→ Instructions for the task:
Duplicate the lines below, from the line with "In every <instance>" to the line with "positive clicks: (345, 136) (346, 133)", both included.

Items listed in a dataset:
###

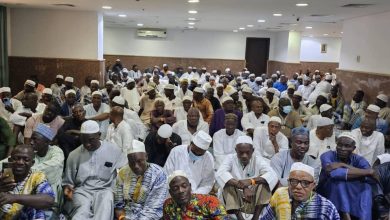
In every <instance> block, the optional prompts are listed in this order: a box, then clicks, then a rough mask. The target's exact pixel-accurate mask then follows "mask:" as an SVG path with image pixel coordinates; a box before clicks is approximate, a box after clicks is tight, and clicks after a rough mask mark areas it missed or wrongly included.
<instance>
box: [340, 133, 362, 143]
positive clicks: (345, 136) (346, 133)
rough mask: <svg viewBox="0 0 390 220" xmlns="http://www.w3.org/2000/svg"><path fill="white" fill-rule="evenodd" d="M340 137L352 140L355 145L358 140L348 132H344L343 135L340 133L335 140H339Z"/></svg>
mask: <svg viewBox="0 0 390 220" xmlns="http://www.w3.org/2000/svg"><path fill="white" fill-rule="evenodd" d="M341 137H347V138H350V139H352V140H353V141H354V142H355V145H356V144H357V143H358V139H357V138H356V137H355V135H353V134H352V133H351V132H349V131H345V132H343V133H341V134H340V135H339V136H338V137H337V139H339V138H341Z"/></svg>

###

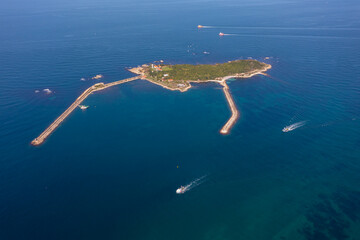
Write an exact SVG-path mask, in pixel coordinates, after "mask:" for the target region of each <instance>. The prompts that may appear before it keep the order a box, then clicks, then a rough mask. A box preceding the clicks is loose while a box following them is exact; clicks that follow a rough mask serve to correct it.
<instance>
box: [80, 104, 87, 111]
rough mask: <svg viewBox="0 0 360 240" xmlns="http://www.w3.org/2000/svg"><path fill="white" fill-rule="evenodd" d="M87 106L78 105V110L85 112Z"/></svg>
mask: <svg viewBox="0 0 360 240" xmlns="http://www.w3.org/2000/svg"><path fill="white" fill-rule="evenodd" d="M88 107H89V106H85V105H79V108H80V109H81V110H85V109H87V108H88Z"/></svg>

###

→ Written answer:
In every <instance> block, the optional prompts are listed in this order: a box, then clicks, then a rough mask. The target's exact pixel-accurate mask then follows "mask:" as an SVG path with image pixel coordinates; a box before clicks is approximate, a box after clicks is tight, and clicks after a rough mask mark areas it missed or wrongly included.
<instance>
box: [340, 133, 362, 143]
positive clicks: (345, 136) (346, 133)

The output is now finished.